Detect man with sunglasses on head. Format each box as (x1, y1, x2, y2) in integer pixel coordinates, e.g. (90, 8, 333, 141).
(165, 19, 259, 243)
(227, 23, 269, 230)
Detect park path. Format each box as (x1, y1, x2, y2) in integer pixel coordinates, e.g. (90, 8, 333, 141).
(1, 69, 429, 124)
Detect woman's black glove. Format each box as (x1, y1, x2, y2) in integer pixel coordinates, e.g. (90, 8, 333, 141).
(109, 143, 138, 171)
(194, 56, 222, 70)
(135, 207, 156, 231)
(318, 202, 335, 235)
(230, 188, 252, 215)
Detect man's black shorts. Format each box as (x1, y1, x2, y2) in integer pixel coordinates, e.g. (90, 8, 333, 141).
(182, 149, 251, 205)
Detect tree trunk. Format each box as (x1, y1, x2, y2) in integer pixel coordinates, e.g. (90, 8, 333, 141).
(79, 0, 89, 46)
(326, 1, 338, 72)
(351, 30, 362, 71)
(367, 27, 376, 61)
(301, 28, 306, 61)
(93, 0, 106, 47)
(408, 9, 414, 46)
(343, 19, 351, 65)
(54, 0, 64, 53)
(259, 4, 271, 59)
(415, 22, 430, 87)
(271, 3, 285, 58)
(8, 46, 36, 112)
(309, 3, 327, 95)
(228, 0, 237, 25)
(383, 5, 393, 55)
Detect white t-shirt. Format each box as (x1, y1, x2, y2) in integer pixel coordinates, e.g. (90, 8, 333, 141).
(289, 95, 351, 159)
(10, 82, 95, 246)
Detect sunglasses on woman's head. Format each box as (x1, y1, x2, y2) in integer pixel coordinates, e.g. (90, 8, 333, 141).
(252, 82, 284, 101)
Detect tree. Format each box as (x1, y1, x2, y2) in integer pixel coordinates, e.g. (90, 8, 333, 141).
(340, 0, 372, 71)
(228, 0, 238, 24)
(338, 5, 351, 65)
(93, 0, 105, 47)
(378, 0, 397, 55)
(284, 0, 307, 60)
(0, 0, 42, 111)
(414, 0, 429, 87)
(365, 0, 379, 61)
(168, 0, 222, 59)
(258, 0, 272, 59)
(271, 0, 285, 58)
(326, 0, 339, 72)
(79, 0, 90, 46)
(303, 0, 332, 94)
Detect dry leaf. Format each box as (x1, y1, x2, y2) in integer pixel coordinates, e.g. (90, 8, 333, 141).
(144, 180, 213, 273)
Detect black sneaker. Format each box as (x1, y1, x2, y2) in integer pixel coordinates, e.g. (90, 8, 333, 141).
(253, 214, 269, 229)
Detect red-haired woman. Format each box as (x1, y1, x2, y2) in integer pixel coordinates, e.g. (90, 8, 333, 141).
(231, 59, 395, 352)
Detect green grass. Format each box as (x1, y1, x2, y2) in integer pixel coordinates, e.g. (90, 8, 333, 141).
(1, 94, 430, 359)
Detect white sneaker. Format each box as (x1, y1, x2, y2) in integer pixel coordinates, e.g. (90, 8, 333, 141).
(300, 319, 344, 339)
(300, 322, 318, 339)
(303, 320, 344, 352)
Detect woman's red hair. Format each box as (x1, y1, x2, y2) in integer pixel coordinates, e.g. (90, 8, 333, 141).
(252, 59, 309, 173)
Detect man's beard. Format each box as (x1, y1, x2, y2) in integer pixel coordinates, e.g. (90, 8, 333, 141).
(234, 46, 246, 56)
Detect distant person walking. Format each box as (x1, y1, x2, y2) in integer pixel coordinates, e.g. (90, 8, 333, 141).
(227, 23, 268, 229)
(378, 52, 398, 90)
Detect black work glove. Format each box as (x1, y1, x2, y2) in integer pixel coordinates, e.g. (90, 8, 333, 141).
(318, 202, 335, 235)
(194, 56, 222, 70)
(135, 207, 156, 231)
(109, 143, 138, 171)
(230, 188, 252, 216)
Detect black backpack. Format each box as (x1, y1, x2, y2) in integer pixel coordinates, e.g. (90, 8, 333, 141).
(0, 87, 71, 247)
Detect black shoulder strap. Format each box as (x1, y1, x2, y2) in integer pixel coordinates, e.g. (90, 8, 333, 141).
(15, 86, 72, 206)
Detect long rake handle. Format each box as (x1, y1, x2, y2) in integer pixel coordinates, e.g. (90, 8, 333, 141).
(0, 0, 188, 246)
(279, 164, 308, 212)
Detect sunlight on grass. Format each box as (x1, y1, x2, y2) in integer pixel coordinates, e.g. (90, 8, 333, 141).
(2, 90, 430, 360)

**PROBLEM**
Whatever appears in the records must be returned exactly.

**FINAL ANSWER**
Detect man with sunglasses on head. Format each box as (x1, y1, x2, y2) in integer pixel coordinates, e.g. (90, 8, 333, 141).
(165, 19, 259, 243)
(227, 23, 269, 230)
Detect park path. Format each box as (x1, y1, x2, y2) in integer pixel coordinates, e.g. (90, 8, 333, 141).
(1, 69, 429, 124)
Detect woman's black glove. Format each box as (x1, y1, x2, y2) in integer pixel coordinates, e.g. (90, 8, 333, 141).
(109, 143, 138, 171)
(194, 56, 222, 70)
(135, 207, 156, 231)
(318, 202, 335, 235)
(230, 188, 252, 215)
Detect man's black shorts. Format each box as (x1, y1, x2, y2) in integer pixel coordinates, e.g. (90, 8, 333, 141).
(182, 149, 251, 205)
Detect tree trunk. Format each box as (x1, y1, x2, y2) in integer pixel coordinates, e.g. (90, 8, 333, 141).
(79, 0, 89, 46)
(326, 1, 338, 72)
(351, 30, 362, 71)
(367, 27, 376, 61)
(301, 28, 306, 61)
(93, 0, 106, 47)
(408, 9, 414, 46)
(343, 19, 351, 65)
(54, 0, 64, 53)
(259, 4, 271, 59)
(415, 22, 430, 87)
(271, 3, 285, 58)
(8, 46, 36, 112)
(309, 3, 327, 95)
(228, 0, 237, 25)
(383, 5, 393, 55)
Detect white t-shirt. Format each box as (x1, y1, x2, y2) in integer pixel coordinates, e.g. (90, 8, 333, 141).
(289, 95, 351, 159)
(10, 82, 95, 246)
Detect sunglasses on woman's head. Format each box as (x1, y1, x2, y2) in integer pixel coordinates, e.g. (90, 8, 333, 141).
(252, 82, 284, 101)
Detect tree. Format each box as (x1, y1, x2, y2) in integer pixel coordinates, e.g. (90, 8, 333, 141).
(340, 0, 372, 71)
(228, 0, 238, 24)
(338, 5, 351, 65)
(93, 0, 105, 47)
(378, 0, 397, 55)
(284, 0, 307, 60)
(0, 0, 42, 111)
(414, 0, 429, 87)
(365, 0, 379, 61)
(168, 0, 222, 59)
(258, 0, 272, 59)
(271, 0, 285, 58)
(326, 0, 339, 72)
(79, 0, 90, 46)
(303, 0, 332, 94)
Detect dry leaf. Format each box as (x1, y1, x2, y2) in integer pixel coordinates, e.g. (90, 8, 333, 141).
(144, 180, 213, 273)
Detect black sneaker. Format each box as (x1, y1, x2, y2) in integer pixel coordinates, e.g. (90, 8, 333, 141).
(253, 214, 269, 229)
Detect red-haired woman. Format each box as (x1, y1, x2, y2) in integer pixel coordinates, e.g. (90, 8, 333, 141).
(231, 59, 395, 352)
Detect green grass. Format each box as (x1, y1, x2, y2) in integer pixel coordinates, e.g. (90, 8, 333, 141).
(1, 94, 430, 359)
Detect white sneaker. Format each box as (x1, y1, x2, y2) in integer pixel coordinates, e.g. (90, 8, 333, 141).
(300, 319, 344, 339)
(300, 322, 318, 339)
(303, 320, 344, 352)
Detect woman's red hair. Format each box as (x1, y1, x2, y2) in integer pixel coordinates, e.g. (90, 8, 333, 141).
(252, 59, 309, 173)
Detect man's beard. Format each box as (x1, y1, x2, y2) in integer pixel coordinates, e.g. (90, 8, 333, 141).
(234, 46, 246, 56)
Detect distant person walking. Format each box as (x1, y1, x2, y2) in integer pixel coordinates, e.g. (90, 8, 333, 141).
(227, 23, 268, 229)
(378, 52, 398, 90)
Detect black work glove. Format each box as (x1, y1, x2, y2) in integer pixel coordinates, e.g. (90, 8, 333, 141).
(318, 202, 335, 235)
(194, 56, 222, 70)
(135, 207, 156, 231)
(109, 143, 138, 171)
(230, 188, 252, 216)
Detect black backpack. Format each box as (x1, y1, x2, y2) in integer pixel coordinates, e.g. (90, 8, 333, 141).
(0, 87, 71, 247)
Detect black shoulder strap. Format each box as (x1, y1, x2, y2) in integer pixel coordinates, e.g. (90, 8, 333, 141).
(15, 86, 72, 206)
Detect long rake handle. Format each box as (x1, y1, x2, y2) in integer pixel coordinates, e.g. (90, 8, 333, 141).
(0, 0, 188, 246)
(279, 164, 308, 212)
Detect sunlight on grass. Format each box as (x1, y1, x2, y2) in integer pixel coordinates, e.g. (90, 8, 333, 141).
(2, 90, 430, 360)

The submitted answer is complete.